I am trying to make a ConfigurableResource to do what I need WRT passing the same resource (just a dumb bag of data) to every asset in a job. @Zach was very helpful last week and I think this approach will work, but I'm having trouble at the last step. Observe:
dagster._check.ParameterCheckError: Invariant violation for parameter default_value. Description: required arguments should not specify default values
I'm getting that when I try to launch
dagster dev
for testing purposes. Why? I don't think I am passing default values for anything: there is no default value for the argument in the asset function, for instance. Not sure where else Dagster is thinking it sees a default argumet for something. Here is a minimal example:
Copy code
# RESOURCE
class DatetimeResource(ConfigurableResource):
    """start_point is a stringifed datetime representing the beginning of a time interval (inclusive). Tells assets to operate on all data from this date, to the date on which the asset runs."""
    start_point: str


# ASSET
@asset(
    group_name="SHENANIGANS",
    compute_kind="SQL",
)
def finalize_actions(foobar: DatetimeResource) -> None:
    return


# JOB
finalize_actions_job = define_asset_job(
    name="finalize_actions",
    selection=AssetSelection.keys("finalize_actions"),
    executor_def=multiprocess_executor,
)

# SCHEDULE
finalize_actions_daily = ScheduleDefinition(
    job=finalize_actions_job,
    cron_schedule="0 21 * * *",
    execution_timezone="US/Eastern",
    # required_resource_keys="foobar", # TODO needed?
    run_config=RunConfig(
        resources={
            # must be named foobar because that's the name of the
            # parameter which this job's assets take
            "foobar": DatetimeResource(
                start_point=str(dt.datetime.now().date())
            ),
        },
    ),
)
I think I figured it out. At least, now Dagster starts up without issues... If you don't explicitly use
Field(default=None)

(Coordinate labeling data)
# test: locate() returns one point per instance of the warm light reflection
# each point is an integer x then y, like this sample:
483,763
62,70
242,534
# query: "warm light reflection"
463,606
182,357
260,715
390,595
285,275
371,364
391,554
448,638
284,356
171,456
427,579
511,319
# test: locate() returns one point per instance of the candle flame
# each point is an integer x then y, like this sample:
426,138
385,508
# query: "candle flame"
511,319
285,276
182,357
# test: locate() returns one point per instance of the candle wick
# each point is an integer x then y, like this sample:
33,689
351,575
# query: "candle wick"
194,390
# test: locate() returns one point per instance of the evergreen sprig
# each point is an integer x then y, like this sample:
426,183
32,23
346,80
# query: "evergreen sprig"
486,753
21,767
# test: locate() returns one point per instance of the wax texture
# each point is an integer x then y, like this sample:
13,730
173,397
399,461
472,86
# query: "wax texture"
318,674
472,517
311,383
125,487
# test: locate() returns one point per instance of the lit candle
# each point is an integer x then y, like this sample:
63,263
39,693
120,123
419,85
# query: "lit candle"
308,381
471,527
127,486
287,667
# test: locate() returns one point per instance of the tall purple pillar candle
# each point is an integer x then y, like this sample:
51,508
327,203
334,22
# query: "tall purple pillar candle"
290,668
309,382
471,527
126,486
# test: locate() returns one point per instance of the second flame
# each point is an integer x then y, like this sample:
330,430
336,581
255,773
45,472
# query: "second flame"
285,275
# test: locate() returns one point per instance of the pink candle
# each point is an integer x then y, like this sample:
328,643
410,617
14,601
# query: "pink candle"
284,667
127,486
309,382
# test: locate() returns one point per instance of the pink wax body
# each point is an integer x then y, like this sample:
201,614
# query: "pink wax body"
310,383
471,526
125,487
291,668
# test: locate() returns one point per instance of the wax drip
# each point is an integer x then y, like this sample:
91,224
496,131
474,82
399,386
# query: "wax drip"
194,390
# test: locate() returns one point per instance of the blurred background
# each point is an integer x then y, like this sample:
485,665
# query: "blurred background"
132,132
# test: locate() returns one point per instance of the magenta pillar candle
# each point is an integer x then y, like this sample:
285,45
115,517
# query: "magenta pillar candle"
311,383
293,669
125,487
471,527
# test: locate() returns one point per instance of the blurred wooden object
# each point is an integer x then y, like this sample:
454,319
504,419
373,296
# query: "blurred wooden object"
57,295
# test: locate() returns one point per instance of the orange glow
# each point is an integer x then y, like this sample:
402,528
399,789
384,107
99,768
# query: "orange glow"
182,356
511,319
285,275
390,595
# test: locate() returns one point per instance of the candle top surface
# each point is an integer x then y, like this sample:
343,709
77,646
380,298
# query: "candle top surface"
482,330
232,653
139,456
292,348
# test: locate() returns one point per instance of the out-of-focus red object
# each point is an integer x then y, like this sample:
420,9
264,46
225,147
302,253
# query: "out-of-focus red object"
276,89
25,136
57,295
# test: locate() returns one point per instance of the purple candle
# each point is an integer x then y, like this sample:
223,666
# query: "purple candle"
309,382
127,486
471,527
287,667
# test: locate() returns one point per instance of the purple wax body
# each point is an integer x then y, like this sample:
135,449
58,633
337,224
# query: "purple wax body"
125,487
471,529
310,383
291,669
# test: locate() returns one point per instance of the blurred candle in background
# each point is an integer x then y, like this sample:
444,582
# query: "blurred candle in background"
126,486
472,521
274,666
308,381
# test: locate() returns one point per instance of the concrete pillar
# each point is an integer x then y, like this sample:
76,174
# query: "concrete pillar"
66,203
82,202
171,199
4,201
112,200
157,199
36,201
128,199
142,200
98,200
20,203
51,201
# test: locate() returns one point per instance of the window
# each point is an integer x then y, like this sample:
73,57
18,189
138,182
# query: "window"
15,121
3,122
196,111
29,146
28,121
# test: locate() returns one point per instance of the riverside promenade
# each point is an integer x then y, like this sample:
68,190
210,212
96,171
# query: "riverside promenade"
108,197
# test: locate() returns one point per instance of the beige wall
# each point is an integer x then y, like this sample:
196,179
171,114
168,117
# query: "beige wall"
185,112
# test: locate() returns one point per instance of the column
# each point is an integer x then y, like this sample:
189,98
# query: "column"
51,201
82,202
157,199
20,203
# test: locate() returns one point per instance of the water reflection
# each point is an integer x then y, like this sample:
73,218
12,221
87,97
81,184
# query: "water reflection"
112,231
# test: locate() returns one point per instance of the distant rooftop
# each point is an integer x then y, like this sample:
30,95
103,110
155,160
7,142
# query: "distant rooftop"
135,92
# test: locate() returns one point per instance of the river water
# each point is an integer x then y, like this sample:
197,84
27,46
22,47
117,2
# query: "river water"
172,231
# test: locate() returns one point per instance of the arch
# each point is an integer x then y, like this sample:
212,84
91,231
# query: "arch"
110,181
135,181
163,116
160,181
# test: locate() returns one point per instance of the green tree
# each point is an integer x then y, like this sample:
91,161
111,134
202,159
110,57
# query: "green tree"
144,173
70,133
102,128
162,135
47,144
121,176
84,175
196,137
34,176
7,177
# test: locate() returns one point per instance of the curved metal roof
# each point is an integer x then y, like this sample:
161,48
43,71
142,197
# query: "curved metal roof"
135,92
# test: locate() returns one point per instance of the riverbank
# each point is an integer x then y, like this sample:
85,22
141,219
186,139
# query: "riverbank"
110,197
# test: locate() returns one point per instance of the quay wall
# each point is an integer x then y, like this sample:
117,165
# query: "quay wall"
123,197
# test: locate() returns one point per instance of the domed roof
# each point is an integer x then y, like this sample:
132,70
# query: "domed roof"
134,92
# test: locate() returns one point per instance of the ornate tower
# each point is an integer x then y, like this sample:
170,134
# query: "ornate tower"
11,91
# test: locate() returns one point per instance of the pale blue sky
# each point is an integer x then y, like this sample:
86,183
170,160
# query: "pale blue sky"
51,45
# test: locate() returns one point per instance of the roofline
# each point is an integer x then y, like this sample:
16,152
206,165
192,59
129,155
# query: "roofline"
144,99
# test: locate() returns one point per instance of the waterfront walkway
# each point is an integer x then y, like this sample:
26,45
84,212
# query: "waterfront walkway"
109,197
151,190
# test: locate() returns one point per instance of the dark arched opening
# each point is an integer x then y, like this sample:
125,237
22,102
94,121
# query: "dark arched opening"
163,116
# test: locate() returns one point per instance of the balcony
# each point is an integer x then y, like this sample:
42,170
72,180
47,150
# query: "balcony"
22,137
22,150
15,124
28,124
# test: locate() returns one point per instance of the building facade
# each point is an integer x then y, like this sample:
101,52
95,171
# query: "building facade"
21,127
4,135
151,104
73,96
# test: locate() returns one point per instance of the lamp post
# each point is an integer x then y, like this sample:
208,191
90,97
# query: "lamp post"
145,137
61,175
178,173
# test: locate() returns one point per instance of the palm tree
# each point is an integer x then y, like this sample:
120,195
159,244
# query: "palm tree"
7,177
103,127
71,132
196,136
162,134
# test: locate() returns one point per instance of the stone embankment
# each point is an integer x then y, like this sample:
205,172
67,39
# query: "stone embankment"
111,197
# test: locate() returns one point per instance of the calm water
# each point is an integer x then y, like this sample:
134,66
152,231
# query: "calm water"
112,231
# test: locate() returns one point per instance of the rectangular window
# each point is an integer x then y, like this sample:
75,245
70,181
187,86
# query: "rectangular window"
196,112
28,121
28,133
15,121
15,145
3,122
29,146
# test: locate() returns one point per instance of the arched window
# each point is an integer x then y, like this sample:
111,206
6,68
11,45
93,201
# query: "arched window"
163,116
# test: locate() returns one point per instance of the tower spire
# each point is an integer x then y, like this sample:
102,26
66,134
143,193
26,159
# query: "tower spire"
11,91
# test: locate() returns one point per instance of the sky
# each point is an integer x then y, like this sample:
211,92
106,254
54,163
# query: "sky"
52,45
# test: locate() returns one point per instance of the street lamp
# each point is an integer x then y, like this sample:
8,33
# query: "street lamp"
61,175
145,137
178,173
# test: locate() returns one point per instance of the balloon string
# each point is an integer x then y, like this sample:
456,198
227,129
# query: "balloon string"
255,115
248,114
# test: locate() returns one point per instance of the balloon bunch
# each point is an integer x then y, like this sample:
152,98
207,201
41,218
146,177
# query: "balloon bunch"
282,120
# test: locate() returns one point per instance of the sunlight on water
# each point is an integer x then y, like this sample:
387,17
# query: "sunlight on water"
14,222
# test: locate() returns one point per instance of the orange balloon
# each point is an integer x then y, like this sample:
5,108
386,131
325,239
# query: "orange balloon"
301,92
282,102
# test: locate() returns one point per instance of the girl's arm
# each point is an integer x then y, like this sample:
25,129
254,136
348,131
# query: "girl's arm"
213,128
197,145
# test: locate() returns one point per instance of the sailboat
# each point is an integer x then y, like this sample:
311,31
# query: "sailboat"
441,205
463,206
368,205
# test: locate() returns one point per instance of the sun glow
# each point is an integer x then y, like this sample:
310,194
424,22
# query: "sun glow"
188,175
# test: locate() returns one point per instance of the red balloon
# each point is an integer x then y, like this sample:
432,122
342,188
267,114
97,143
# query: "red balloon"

[TO DO]
**1.** Condense the paragraph of the Dagster forum post that begins "I am trying to make a ConfigurableResource" into a short bulleted list that retains its main facts.
**2.** In the Dagster forum post, which keyword arguments are passed to ScheduleDefinition, not counting any line that is commented out?
**3.** Continue the Dagster forum post from the point at which it stops.

[RESULTS IN ORDER]
**1.**
- The writer is building a ConfigurableResource so the same resource, a simple bag of data, can be passed to every asset in a job.
- Zach helped last week, and the writer believes the approach will work.
- The writer is having trouble with the final step.

**2.**
- job
- cron_schedule
- execution_timezone
- run_config

**3.**
for a Pydantic field (whether for a config or a configurable resource), a default will get set for you somewhere in the bowels of Dagster, which Dagster does not like. This feels like a bug: if I don't ask for a default, why am I getting one -- especially when Dagster then immediately rejects that default with an error? Was incredibly unintuitive and took me probably an hour or two to figure out.
d
I always use resources without Field(), and it works fine (see my post regarding getting a datetime from resource). In fact, I actively avoid setting defaults, because resources with defaults don't make the Launchpad appear when you materialize assets, and I usually do want that to happen. Does your example from above produce an error or not? It looks fine to me (apart from the job name colliding with the asset name, and the missing "Definitions" object, which you need if you have resources).
m
@DB Thanks for the help, sorry I didn't see it faster. You are right that not setting defaults is useful because of making the launchpad appear! The example above, when furnished with a definitions object, as you say, does indeed produce the error ``dagster._check.ParameterCheckError: Invariant violation for parameter default_value. Description: required arguments should not specify default values` The example above will work if I: 1. use
= Field()
on the
start_point
member var definition. 2. move the config to the job rather than the schedule (with some other shenanigans relating to using a RunConfig object versus using a raw dictionary)